• **Aufgaben**:
A. Zählen Sie aus dem Lesetext alle Themen der vorgelesenen Ausschnitte auf, die vor den Worten „vor allem auch“ stehen.
B. Fassen Sie den Lesetext in zwei Sätzen zusammen.

• **Lesetext**:
——————

2011-07-29

Unser Potential als Bürger ausschöpfen – hin zu einer gerechteren Wirtschaftsweise


«Die drei Arten von Zeit – Ausstieg aus dem Hamsterrad». Erkenntnisse von Ivo Muri aus sieben Jahren Zeitforschung

von Madeleine Dommen
md. «Die drei Arten von Zeit – Ausstieg aus dem Hamsterrad» – so lautet der Titel des neuen Hörbuches von Ivo Muri, das am 18. Juli 2011 anlässlich des Open-airs Nottwil der Öffentlichkeit vorgestellt wurde. In anregendem Austausch mit den Zuhörern wurden Ausschnitte aus seinen Texten vorgelesen, die sich mit den Themen Demokratie, Bürgersein, Wirtschaft, Arbeitslosigkeit, Zeit, Geld, Zins, und vor allem auch Frieden und Wohlergehen befassen.

——————

• **Bereitgestellte Daten**:
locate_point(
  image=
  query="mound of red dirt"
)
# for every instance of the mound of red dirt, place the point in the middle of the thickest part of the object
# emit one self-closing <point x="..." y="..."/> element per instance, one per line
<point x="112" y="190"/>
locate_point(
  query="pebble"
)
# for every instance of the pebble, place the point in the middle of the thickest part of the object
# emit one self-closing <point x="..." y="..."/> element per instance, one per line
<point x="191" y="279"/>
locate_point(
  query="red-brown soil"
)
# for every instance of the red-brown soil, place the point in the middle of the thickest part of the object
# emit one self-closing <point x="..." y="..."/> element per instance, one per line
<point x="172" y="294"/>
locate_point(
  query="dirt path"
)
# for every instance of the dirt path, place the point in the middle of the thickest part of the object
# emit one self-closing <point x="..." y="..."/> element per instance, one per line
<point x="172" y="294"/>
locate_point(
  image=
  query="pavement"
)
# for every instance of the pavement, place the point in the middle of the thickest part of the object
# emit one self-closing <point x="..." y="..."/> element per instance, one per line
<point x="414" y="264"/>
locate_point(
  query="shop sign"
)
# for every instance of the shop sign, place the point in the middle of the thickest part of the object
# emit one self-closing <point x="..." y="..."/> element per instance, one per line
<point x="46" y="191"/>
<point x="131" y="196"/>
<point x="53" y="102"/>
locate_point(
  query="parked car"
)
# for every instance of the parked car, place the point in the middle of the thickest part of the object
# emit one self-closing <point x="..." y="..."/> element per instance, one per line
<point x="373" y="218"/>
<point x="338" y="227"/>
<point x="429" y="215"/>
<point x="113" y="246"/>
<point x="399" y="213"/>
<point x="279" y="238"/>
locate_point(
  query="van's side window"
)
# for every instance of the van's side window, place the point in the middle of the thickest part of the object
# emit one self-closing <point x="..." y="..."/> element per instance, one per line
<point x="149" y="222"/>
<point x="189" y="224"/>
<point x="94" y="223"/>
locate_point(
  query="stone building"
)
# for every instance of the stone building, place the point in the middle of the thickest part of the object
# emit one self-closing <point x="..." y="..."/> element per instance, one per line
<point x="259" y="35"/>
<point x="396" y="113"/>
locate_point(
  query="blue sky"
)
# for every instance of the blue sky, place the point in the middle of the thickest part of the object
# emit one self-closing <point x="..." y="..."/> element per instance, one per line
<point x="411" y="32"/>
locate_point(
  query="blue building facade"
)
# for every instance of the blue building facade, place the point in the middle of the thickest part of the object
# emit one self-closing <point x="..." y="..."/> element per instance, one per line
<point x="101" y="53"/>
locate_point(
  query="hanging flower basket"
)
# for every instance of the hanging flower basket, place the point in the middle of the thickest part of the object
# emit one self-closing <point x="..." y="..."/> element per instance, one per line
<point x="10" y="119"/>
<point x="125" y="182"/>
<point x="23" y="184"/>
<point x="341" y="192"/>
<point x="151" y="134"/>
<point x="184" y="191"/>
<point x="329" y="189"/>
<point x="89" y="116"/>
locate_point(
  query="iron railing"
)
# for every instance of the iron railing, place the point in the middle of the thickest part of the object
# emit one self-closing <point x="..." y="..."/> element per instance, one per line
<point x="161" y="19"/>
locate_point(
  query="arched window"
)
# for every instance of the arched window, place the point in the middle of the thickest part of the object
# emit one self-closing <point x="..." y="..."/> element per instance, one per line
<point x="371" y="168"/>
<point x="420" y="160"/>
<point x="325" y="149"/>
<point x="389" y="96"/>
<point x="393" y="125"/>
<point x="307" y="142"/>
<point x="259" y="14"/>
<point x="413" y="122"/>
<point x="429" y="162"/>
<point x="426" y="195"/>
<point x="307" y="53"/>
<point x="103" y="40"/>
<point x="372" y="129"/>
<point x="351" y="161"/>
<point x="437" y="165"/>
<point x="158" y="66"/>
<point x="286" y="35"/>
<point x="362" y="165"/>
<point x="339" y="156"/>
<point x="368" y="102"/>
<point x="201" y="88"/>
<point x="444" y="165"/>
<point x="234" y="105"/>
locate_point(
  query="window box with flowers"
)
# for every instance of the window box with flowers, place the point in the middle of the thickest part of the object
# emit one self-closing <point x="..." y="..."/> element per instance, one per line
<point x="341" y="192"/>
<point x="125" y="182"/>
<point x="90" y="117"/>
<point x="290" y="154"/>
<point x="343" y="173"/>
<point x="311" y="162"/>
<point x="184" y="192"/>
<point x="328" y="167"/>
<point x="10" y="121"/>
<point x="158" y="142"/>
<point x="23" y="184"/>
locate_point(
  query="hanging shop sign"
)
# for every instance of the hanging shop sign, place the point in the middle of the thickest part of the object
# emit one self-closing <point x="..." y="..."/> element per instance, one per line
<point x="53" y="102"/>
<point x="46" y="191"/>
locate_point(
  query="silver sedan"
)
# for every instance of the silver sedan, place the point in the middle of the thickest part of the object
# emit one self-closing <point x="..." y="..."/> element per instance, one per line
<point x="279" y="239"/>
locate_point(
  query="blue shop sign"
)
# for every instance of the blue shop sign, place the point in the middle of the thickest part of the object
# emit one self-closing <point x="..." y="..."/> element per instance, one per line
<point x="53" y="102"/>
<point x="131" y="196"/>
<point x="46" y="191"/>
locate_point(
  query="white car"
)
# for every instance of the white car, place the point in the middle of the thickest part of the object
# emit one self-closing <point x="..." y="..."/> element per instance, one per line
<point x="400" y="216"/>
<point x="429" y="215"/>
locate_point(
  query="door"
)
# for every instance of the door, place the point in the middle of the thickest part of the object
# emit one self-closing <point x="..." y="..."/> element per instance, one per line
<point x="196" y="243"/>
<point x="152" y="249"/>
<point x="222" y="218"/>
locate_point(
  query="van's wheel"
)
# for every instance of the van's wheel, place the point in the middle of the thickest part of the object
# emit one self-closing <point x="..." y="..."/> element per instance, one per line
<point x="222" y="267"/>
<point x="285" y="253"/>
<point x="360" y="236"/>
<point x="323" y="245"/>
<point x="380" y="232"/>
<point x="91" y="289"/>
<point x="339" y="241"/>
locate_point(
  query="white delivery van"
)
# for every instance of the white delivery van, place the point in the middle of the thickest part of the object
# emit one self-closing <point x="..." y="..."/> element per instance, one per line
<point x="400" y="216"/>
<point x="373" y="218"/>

——————

• **Lösungen**:
A. Demokratie, Bürgersein, Wirtschaft, Arbeitslosigkeit, Zeit, Geld, Zins

B. Ivo Muris neues Hörbuch «Die drei Arten von Zeit – Ausstieg aus dem Hamsterrad» wurde am 18. Juli 2011 anlässlich des Open-airs Nottwil der Öffentlichkeit vorgestellt. Dabei wurden im Austausch mit den Zuhörern Ausschnitte aus seinen Texten vorgelesen, die sich unter anderem mit Demokratie, Wirtschaft, Zeit und Geld sowie vor allem mit Frieden und Wohlergehen befassen.